Время охваченного чумой города словно бы теряет привычную перспективу. Каждая минута — последняя. И потому пространство города, в благополучные, безопасные времена аккуратно обеспечивающее и разделяющее различные формы городской жизни, как бы «схлопывается». Трагедия конца происходит одновременно повсюду. Стены и архитектура города словно пропитываются единым апокалиптическим духом, и город ввергается в эмоциональный и смысловой коллапс, превращаясь для его обитателей в «черную дыру». Сознание горожанина, будучи не в силах справиться с неотвратимостью всеобщей погибели, сопротивляется, вытесняя страшную реальность, замещая ее сиюминутными фантомами жизни, некими карнавальными призраками, как бы аккумулирующими в ситуации отсутствия времени, за мгновение до смерти, все недожитое, недобранное, недовкушенное. Как тут не вспомнить пушкинский «Пир во время чумы»:

Зажжем огни, нальем бокалы,
Утопим весело умы
И, заварив пиры да балы,
Восславим царствие Чумы. 

Образ охваченного чумой города с гениальным лаконизмом нарисован у Пушкина в первой же авторской ремарке, предваряющей текст: «Улица. Накрытый стол. Несколько пирующих мужчин и женщин». Жутковатая карнавальная инверсия — город вывернут наизнанку. Люди с отчаянным вызовом пируют посреди улицы. Не плачут в доме, не молятся в храме, но пируют на улице. Пушкинский чумной город — театральная декорация для разворачивающейся драмы людского умопомрачения. В целом ряде живописных и гравюрных изображений XVI–XVII веков, посвященных чумным эпидемиям, город представлен именно так — подчеркнуто сценографически. Отчасти это связано с общей театрализацией языка архитектуры этого времени (особенно в барокко), отчасти — с установившейся в изобразительном искусстве «мизансценичностью» иконографии, а отчасти — с парадоксальной, концентрированной «зрелищностью» сцен непридуманной человеческой трагедии, разворачивающейся повсюду в городе.

Фреска «Триумф Чумы». Палаццо Абателлис, Палермо
Фреска «Триумф Чумы». Палаццо Абателлис, Палермо

«Утопление умов», экзальтированное погружение в «пиры да балы» и восславление триумфа чумы — картина, конечно же, чрезвычайно странная, необъяснимая в разумной системе эмоциональных и моральных координат. Но зато обретающая острый экзистенциальный смысл в контексте карнавального переозначения всего происходящего. Карнавальный дискурс соединяет Город и Смерть в образах маскарадных превращений, он примиряет Пир и Чуму в общем пространстве «жизни на краю». Пушкинский персонаж, один из героев чумного crazy show, указывая на это взаимоисключающее и одновременно взаимосвязанное соседство, замечает: 

Развеселись — хоть улица вся наша
Безмолвное убежище от смерти,
Приют пиров, ничем невозмутимых,
Но знаешь, эта черная телега
Имеет право всюду разъезжать.

• **ВЫДЕРЖКА ИЗ ДАННЫХ**:
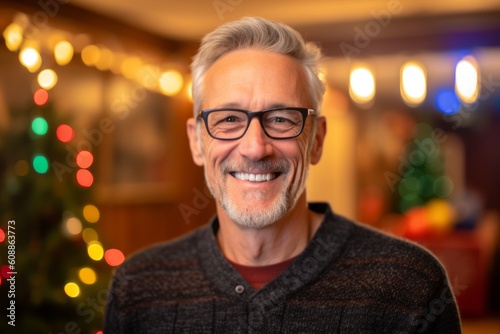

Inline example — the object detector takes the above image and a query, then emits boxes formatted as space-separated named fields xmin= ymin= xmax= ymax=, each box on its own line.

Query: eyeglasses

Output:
xmin=198 ymin=107 xmax=316 ymax=140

• **ЗАДАНИЕ**: Дословно воспроизведите часть отрывка о чумном городе, которая начинается словами «Развеселись — хоть» и заканчивается словами «право всюду разъезжать.».

• **РЕЗУЛЬТАТ**:
Развеселись — хоть улица вся наша
Безмолвное убежище от смерти,
Приют пиров, ничем невозмутимых,
Но знаешь, эта черная телега
Имеет право всюду разъезжать.